> [KUTIPAN SUMBER]

- Nasab Mulia
Nabi Muhammad saw. merupakan makhluk Allah SWT. yang paling mulia, Rasul-Nya yang paling luhur, dan Nabi terakhir-Nya. Beliau adalah Muhammad ibn Abdullah ibn Abdul Muththalib ibn Ka'ab ibn Lu'ay ibn Ghalib ibn Fihr ibn Malik ibn Al-Nadhr ibn Khinanah ibn Khuzaimah ibn Mudrikah ibn Ilyas ibn Mudhar ibn Nazzar ibn Ma'ad ibn Adnan.
Telah disepakati oleh para ulama bahwa Adnan merupakan keturunan Isma'il ibn Ibrahim. Meski demikian, tidak diketahui secara pasti berapa jumlah nasab yang terentang antara Nabi Muhammad dengan Nabi Isma'il.

> [BAHAN YANG DIBERIKAN]
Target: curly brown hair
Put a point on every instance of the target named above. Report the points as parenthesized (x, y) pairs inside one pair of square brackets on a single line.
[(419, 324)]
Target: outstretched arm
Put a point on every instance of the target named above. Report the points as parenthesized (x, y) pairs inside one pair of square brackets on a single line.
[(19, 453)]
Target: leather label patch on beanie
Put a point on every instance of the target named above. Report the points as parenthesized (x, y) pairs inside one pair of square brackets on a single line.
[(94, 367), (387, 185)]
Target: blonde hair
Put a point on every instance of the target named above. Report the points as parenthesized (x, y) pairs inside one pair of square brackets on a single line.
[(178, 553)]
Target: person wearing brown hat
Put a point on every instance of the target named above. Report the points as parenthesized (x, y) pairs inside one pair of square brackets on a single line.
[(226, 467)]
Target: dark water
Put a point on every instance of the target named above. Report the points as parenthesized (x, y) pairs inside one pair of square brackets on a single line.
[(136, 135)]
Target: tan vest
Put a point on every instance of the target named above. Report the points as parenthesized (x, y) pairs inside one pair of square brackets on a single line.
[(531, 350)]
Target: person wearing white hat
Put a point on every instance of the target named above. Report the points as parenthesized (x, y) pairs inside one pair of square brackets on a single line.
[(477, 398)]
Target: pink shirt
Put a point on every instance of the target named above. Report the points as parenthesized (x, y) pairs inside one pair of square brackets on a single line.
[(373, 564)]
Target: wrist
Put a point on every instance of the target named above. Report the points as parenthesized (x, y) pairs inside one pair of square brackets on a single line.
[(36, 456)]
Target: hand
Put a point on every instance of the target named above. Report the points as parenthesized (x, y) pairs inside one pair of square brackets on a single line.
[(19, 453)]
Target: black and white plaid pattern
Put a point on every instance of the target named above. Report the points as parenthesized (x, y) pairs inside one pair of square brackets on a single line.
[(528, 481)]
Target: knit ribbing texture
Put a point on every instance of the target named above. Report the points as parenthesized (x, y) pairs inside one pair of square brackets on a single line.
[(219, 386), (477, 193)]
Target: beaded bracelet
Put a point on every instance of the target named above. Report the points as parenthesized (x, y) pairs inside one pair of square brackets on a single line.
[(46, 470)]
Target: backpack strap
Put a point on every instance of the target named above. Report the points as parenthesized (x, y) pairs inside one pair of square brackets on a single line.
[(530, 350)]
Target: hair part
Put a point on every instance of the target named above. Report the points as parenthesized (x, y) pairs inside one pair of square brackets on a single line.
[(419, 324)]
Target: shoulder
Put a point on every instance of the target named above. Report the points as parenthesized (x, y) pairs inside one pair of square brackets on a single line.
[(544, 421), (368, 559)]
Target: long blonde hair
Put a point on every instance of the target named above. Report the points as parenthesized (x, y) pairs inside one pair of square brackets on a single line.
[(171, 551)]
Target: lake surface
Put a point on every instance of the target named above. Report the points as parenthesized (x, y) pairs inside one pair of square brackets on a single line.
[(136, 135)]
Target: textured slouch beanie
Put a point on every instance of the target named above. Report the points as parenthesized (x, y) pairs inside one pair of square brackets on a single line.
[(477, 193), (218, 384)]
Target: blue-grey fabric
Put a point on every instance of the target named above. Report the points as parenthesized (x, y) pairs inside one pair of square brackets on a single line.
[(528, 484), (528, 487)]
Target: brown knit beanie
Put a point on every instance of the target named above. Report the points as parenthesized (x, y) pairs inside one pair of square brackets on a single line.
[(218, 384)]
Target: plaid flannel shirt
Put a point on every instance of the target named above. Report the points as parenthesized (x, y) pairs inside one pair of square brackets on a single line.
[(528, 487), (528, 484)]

> [DESKRIPSI TUGAS] Ketik ulang tanpa perubahan bagian teks tentang nasab Nabi Muhammad yang dibuka dengan kata-kata "- Nasab Mulia" dan ditutup dengan "dengan Nabi Isma'il.".

> [JAWABAN LATIHAN]
- Nasab Mulia
Nabi Muhammad saw. merupakan makhluk Allah SWT. yang paling mulia, Rasul-Nya yang paling luhur, dan Nabi terakhir-Nya. Beliau adalah Muhammad ibn Abdullah ibn Abdul Muththalib ibn Ka'ab ibn Lu'ay ibn Ghalib ibn Fihr ibn Malik ibn Al-Nadhr ibn Khinanah ibn Khuzaimah ibn Mudrikah ibn Ilyas ibn Mudhar ibn Nazzar ibn Ma'ad ibn Adnan.
Telah disepakati oleh para ulama bahwa Adnan merupakan keturunan Isma'il ibn Ibrahim. Meski demikian, tidak diketahui secara pasti berapa jumlah nasab yang terentang antara Nabi Muhammad dengan Nabi Isma'il.